*Objective 1*. In the article on India's property market, how much of the GDP do housing, construction and the sectors tied to them contribute together?
*Objective 2*. Quote the stretch of the article on India's property market from "The Government needs" through "industry is co-dependent.".

*Provided text*.

════

The
Indian Property Market Is In Dire Straits
While the Modi Government may want to
provide housing and toilets for all by 2022, and launch a 100 Smart Cities
shortly, the housing sector today is both in an unregulated mess and in dire
financial straits.
Two things generally indicate how the
consumer is feeling- houses and cars. Both industries are still iffy in India, with vehicle sales picking up a
little but still wobbly, and sales of apartments and flats very much in the
doldrums.
The Government needs to execute a series of
far reaching reforms urgently to revive this vital sector of the economy.
Construction and housing provide
offtakes to quite a few manufacturing and service sectors including
architecture, marketing, advertising, cement, steel, bricks, sanitary-ware,
flooring, tiling, lighting, furniture etc., on the growth of which such
industry is co-dependent.
Together, this lot contributes as much as 17%
of the GDP, and many lakhs of jobs. The housing industry as it stands, contributes
as much as agriculture to the GDP, even though the latter may account for a far
more sizeable chunk of the total population.
The property market is badly depressed at
present, owing to a mismatch between demand and supply, compounded by
Government neglect and apathy, high interest rates, over-leveraged builders,
and stubbornly high inflation affected construction costs.

════

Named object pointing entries

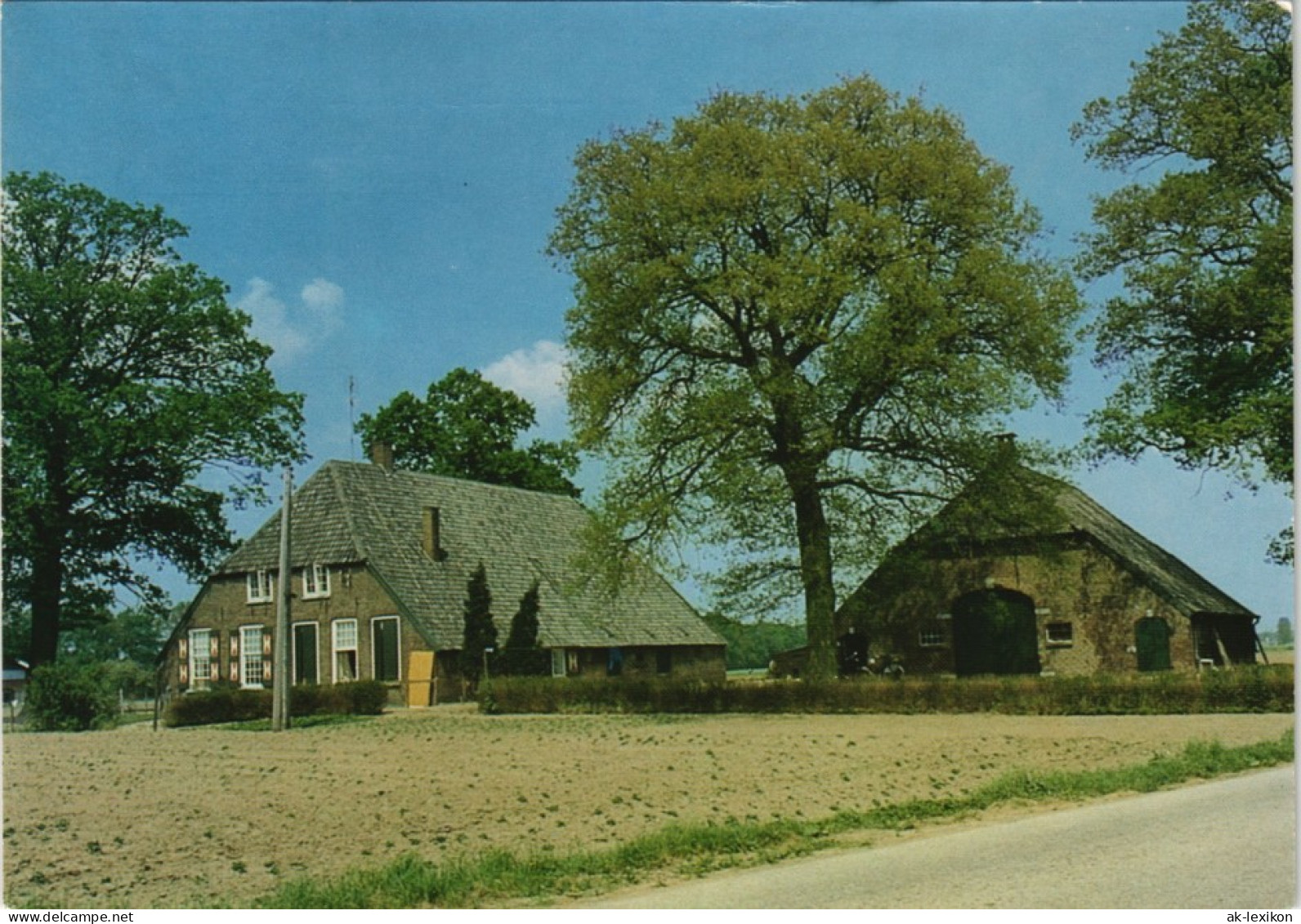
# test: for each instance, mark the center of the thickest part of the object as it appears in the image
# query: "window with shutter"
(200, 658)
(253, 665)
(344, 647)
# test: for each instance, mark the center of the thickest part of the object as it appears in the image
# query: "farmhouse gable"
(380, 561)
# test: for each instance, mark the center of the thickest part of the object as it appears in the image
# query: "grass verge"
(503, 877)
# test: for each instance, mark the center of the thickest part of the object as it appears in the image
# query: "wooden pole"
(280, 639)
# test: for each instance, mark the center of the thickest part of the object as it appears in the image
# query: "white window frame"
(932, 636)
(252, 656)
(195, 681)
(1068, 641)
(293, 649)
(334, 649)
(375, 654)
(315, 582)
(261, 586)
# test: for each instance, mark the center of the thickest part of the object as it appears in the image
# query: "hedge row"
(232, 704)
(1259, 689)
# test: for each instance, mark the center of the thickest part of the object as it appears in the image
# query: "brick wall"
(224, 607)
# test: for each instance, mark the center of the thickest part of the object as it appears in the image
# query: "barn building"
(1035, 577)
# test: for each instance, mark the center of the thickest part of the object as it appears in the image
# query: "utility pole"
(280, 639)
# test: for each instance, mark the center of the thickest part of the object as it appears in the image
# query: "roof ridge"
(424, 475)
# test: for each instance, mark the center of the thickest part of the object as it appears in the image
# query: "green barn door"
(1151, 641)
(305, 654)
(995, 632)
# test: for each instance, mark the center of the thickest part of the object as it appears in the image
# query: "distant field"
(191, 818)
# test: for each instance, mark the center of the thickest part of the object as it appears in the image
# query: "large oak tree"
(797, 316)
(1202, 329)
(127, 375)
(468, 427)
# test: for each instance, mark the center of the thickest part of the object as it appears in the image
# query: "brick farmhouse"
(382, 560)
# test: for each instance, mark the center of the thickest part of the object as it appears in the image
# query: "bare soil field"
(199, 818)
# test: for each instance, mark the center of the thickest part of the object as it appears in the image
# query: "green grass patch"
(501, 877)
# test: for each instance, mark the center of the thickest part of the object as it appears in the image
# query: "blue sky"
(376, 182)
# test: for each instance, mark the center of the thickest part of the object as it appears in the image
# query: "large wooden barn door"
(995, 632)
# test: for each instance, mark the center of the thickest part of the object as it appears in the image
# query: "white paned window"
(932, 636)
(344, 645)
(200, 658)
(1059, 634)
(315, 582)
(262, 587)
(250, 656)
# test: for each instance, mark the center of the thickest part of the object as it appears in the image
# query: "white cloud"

════

*Worked answer 1*. As much as 17% of the GDP.

*Worked answer 2*.
The Government needs to execute a series of
far reaching reforms urgently to revive this vital sector of the economy.
Construction and housing provide
offtakes to quite a few manufacturing and service sectors including
architecture, marketing, advertising, cement, steel, bricks, sanitary-ware,
flooring, tiling, lighting, furniture etc., on the growth of which such
industry is co-dependent.